** Begin **
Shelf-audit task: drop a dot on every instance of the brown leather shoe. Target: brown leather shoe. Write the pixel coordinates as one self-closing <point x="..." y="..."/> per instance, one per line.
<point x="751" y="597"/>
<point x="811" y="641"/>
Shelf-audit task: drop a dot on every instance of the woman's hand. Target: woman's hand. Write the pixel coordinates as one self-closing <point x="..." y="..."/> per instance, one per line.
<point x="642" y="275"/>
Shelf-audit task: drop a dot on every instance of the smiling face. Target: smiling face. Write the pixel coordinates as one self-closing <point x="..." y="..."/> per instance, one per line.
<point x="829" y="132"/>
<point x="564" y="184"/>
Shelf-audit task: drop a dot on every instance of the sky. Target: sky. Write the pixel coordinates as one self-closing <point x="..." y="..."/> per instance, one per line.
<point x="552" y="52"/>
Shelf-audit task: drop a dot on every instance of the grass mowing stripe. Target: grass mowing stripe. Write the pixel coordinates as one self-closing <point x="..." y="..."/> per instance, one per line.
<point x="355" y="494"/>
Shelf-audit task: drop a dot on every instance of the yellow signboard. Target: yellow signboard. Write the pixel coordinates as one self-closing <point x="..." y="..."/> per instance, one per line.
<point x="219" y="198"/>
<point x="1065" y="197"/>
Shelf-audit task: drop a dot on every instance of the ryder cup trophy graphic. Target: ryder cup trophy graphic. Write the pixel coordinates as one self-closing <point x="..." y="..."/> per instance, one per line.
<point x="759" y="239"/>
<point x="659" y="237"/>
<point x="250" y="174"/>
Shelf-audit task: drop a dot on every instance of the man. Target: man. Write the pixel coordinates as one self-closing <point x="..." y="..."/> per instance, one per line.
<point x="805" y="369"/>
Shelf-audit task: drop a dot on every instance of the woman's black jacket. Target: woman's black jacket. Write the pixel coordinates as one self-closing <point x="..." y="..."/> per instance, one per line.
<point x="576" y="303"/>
** End **
## TASK GOAL
Print the listing lines from the one containing "Shelf-audit task: drop a dot on every instance of the man." through the end of the listing, inclusive, reproducing each line verbatim.

## ANSWER TO THE TASK
Shelf-audit task: drop a dot on every instance of the man. Target: man. Write the pixel coordinates as one self-closing <point x="..." y="..."/> per instance, one per line.
<point x="805" y="369"/>
Shelf-audit task: drop a dot on every instance of the woman's black jacket. Target: woman's black jacket. Write the pixel coordinates as one self-closing <point x="..." y="..."/> per instance, one per line.
<point x="576" y="303"/>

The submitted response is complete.